■ Directions for this task ■
Copy every entry precisely.

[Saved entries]
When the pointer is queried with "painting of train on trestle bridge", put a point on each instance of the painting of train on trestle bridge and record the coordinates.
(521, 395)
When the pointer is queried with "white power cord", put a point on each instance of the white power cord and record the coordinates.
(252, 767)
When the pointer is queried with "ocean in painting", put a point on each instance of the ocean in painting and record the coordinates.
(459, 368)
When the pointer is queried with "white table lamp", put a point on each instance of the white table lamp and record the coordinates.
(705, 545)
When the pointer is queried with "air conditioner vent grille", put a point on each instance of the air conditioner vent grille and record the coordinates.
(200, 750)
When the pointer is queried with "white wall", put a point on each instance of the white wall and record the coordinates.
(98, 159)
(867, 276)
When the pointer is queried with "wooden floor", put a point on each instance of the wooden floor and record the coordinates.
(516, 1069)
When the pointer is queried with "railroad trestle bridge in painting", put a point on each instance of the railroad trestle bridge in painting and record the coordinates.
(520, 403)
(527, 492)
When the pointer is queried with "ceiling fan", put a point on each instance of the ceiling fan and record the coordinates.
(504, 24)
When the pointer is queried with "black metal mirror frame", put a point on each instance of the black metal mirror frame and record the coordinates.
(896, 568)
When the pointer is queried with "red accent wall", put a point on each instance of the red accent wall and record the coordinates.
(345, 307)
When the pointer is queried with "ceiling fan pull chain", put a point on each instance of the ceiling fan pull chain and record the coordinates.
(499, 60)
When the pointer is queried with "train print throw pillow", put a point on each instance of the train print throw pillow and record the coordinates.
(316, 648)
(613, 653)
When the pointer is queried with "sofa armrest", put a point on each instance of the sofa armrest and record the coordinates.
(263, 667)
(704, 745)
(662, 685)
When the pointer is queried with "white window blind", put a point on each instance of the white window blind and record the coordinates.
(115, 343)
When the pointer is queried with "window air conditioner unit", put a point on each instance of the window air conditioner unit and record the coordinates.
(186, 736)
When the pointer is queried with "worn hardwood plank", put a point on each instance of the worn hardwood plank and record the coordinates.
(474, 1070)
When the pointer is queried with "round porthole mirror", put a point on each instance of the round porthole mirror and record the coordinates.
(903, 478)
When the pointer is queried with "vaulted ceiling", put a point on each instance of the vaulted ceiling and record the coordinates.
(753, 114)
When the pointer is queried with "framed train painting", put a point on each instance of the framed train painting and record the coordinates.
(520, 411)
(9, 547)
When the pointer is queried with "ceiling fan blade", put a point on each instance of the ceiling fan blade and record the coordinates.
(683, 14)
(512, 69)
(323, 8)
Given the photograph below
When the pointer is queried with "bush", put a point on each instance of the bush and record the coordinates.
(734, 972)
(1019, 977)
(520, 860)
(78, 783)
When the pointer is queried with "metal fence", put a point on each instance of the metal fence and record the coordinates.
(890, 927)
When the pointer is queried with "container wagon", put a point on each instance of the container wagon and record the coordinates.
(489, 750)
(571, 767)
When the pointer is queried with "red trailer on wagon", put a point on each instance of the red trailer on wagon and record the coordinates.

■ Solved problem ■
When the pointer is queried with "painting of train on trestle bridge", put a point on each instance of the painting of train on trestle bridge and record the coordinates.
(521, 395)
When the pointer is queried with "white power cord", put a point on each instance of the white power cord and record the coordinates.
(252, 767)
When the pointer is queried with "ocean in painting", put a point on each instance of the ocean in painting and record the coordinates.
(459, 368)
When the pointer is queried with "white table lamp", put a point on each instance of the white table lamp and record the coordinates.
(705, 545)
When the pointer is queried with "air conditioner vent grille", put a point on each instance of the air conditioner vent grille and record the coordinates.
(200, 750)
When the pointer is queried with "white wall", put a point on each instance of the white wall and record the coordinates.
(98, 159)
(867, 276)
When the pointer is queried with "wooden floor", put a point on each instance of the wooden floor and record the coordinates.
(516, 1069)
When the pointer is queried with "railroad trestle bridge in painting", put a point on each instance of the railroad trestle bridge in painting and record the coordinates.
(520, 403)
(527, 492)
When the pointer is queried with "ceiling fan", put a point on each instance of the ceiling fan and record the coordinates.
(504, 24)
When the pointer is queried with "black metal mirror frame", put a point on each instance of the black metal mirror frame and record the coordinates.
(896, 568)
When the pointer is queried with "red accent wall", put a point on each instance of the red accent wall and record the coordinates.
(345, 307)
When the pointer is queried with "ceiling fan pull chain", put a point on each instance of the ceiling fan pull chain and record the coordinates.
(499, 60)
When the pointer is queried with "train print throw pillow", put a point on each instance of the train print throw pillow and record the coordinates.
(316, 648)
(613, 653)
When the pointer is queried with "sofa armrest", put a point on each instance of the sofa armrest and record the coordinates.
(263, 667)
(704, 745)
(662, 685)
When the pointer is queried with "white window blind", put a point on each instance of the white window blind and record the coordinates.
(115, 343)
When the pointer is queried with "window air conditioner unit", put a point on each instance of the window air conditioner unit and record the coordinates.
(186, 736)
When the pointer is queried with "worn hardwood plank", put a point on each instance of the worn hardwood plank and record the coordinates.
(474, 1070)
When the pointer is queried with "round porthole mirror", put a point on each instance of the round porthole mirror and record the coordinates.
(903, 478)
When the pointer is queried with "vaulted ceiling", put a point on each instance of the vaulted ceiling and record the coordinates.
(753, 114)
When the pointer is queried with "framed train painting", put a point on each instance of the framed train painting and record the coordinates.
(520, 411)
(9, 547)
When the pointer is queried with "ceiling fan blade", put a point on each instance of the ceiling fan blade and record the coordinates.
(683, 14)
(512, 69)
(323, 8)
Given the photograph below
When the pointer is queried with "bush", put a point on each instance of the bush and record the coordinates.
(734, 972)
(1019, 977)
(520, 860)
(78, 783)
When the pointer is queried with "metal fence", put a point on each instance of the metal fence and record the coordinates.
(890, 927)
When the pointer is queried with "container wagon", put a point on each instance of the container wagon and record the coordinates.
(489, 750)
(571, 767)
When the pointer is queried with "red trailer on wagon", put a point on each instance of the red trailer on wagon and record the coordinates.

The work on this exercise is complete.